Diary of a Gap-Year Mother II

by Miranda Worley

Mid September


My eldest daughter finished school this summer, and is on her gap year.

So the Wednesday of her flight to Sydney arrived.  I was at work, my husband was on a business trip and she had forgotten to arrange with anyone for a lift to Heathrow! 

Luckily my elderly parents got her there, just about on time.  I received a frantic text at work 30 minutes before her take-off, asking for the contact details of my relatives in Sydney as she had somehow lost them.  Well she’d just have to wait till I got home for that, it was going to be a long flight anyway and this didn’t bode well for a year away.  I girded myself for the next 24 hours waiting for another text… would she text to say that she had lost her visa?  her money?  her passport?  would she make her connection in Dubai successfully?  Any number of horrors passed through my mind…

When she was 13 years old, I had sent her, alone, to Hamburg to stay with her German pen-pal family for three weeks.  I took her to Gatwick, helped her to check-in and then made sure she walked through passport control with the right gate number written on her hand.  She looked so small all on her own; this would be a big test of her independence… and mine.  I had driven home and was having a cup of tea in the garden when I got a text from her “No one here to meet meL”.  I still remember the grip in my stomach, the horrid sinking feeling, of not being able to reach her.  A quick call to the host mother however, had discovered that they were waiting at a different terminal exit, and I was still on the line as they ran for three minutes across the terminal, until, breathless, the lovely Frau said “I can see her – we have her! Everything is alright now.”

#### Supplied material:
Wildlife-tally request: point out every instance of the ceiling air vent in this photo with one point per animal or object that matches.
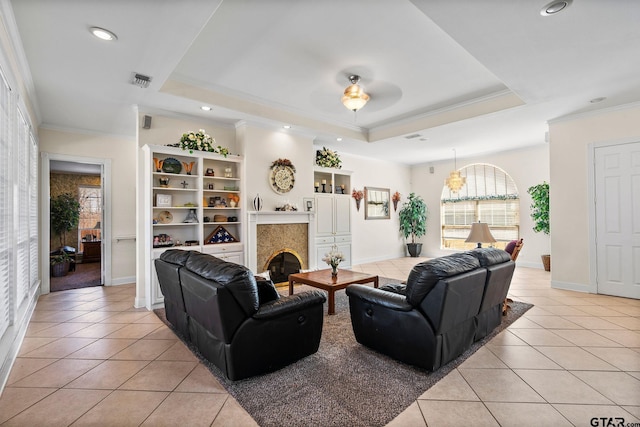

#### Exercises to complete:
1: In the gap-year diary, who got the daughter to Heathrow for her flight?
2: Write out the stretch of the gap-year diary from "Mid September" through "lift to Heathrow!", swapping "Heathrow" for "Gatwick".
The listing has nothing to do with the diary.

#### Outputs for the tasks:
1: The narrator's elderly parents.

2:
Mid September


My eldest daughter finished school this summer, and is on her gap year.

So the Wednesday of her flight to Sydney arrived.  I was at work, my husband was on a business trip and she had forgotten to arrange with anyone for a lift to Gatwick!